━━━ Text provided
Do You Get Drunk Faster on the Keto Diet?
Oh yeah, carbs, yeah! Or maybe not...
The keto diet has made its way to the Jersey Shore. More specifically, to the Jersey Shore Family Vacation in Miami. After five years, our favorite guidos and guidettes have changed—a lot. JWoww and Snooki are moms, “The Situation” is in the throes of a legal battle, and Vinny refuses to eat pizza crust.
Yes, his mom still does his laundry, but the new-and-improved Vinny Guadagnino is extremely disciplined about his diet and exercise regimen. In fact, you can find shirtless selfies and keto-approved meals on his spinoff Instagram account, @ketoguido. But when the tequila started flowing, his roommates noticed that he got drunk at warp speed. This led to several comments about how Vinny’s keto diet was to blame.
━━━━━━
━━━ Material provided
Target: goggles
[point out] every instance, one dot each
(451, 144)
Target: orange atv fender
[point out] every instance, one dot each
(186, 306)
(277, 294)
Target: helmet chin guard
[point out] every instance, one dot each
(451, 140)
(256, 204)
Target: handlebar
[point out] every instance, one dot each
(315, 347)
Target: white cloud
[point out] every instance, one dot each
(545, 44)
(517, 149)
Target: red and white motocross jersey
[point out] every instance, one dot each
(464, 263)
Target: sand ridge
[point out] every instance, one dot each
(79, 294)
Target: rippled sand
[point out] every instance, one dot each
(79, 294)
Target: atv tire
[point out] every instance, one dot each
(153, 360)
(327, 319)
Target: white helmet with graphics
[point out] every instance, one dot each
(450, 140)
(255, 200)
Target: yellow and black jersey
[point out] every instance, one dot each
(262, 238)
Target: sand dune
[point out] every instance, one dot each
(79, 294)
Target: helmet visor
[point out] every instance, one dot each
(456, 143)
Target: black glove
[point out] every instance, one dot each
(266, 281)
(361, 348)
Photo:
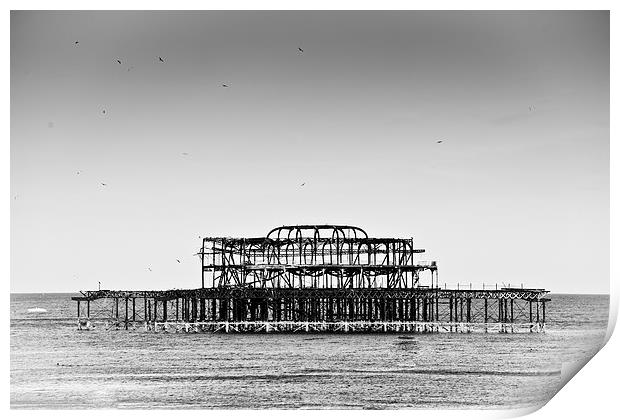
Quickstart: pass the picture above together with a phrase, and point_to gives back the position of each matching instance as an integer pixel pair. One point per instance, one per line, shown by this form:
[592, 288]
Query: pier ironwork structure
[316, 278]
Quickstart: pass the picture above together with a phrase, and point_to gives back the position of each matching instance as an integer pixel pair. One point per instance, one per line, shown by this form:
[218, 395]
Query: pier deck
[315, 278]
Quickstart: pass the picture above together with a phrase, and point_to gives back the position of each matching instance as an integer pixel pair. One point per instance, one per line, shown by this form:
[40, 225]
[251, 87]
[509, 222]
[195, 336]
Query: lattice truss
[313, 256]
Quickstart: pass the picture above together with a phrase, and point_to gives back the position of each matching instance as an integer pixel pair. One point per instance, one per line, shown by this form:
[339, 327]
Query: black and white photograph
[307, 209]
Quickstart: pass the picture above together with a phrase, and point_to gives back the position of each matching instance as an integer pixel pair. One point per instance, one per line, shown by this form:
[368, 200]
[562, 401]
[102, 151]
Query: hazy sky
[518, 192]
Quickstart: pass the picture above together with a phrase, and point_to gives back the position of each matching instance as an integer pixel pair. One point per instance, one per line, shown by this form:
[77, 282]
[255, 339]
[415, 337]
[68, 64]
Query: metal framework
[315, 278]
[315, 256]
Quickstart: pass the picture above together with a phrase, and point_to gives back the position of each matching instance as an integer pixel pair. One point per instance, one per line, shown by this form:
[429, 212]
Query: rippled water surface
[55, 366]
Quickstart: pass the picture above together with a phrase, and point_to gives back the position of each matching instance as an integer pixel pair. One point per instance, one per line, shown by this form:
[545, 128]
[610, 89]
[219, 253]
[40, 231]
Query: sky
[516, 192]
━━━━━━
━━━ Material provided
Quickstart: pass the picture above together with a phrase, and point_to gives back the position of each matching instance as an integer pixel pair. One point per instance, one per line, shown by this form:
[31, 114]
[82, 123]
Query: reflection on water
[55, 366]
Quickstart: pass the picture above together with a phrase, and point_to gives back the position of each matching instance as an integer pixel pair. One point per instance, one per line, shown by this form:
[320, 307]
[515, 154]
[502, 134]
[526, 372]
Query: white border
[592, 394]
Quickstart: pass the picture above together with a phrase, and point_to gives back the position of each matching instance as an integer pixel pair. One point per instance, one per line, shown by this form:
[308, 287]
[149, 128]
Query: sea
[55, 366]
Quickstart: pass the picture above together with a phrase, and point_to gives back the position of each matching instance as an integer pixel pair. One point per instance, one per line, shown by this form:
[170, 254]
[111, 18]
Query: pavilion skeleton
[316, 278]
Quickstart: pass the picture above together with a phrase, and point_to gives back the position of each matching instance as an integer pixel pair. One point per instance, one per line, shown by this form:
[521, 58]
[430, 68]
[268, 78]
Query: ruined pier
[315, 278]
━━━━━━
- **Problem set**
A - Summarize the keto diet article in two sentences.
B - Reproduce a passage from the keto diet article word for word, beginning at the words "The keto diet has" and stopping after the words "was to blame.".

- **Solved problems**
A - The keto diet has shown up on Jersey Shore Family Vacation in Miami, where Vinny Guadagnino, now extremely disciplined about diet and exercise, posts keto-approved meals on his @ketoguido Instagram account. When the tequila started flowing, his roommates noticed he got drunk at warp speed and blamed his keto diet.

B -
The keto diet has made its way to the Jersey Shore. More specifically, to the Jersey Shore Family Vacation in Miami. After five years, our favorite guidos and guidettes have changed—a lot. JWoww and Snooki are moms, “The Situation” is in the throes of a legal battle, and Vinny refuses to eat pizza crust.
Yes, his mom still does his laundry, but the new-and-improved Vinny Guadagnino is extremely disciplined about his diet and exercise regimen. In fact, you can find shirtless selfies and keto-approved meals on his spinoff Instagram account, @ketoguido. But when the tequila started flowing, his roommates noticed that he got drunk at warp speed. This led to several comments about how Vinny’s keto diet was to blame.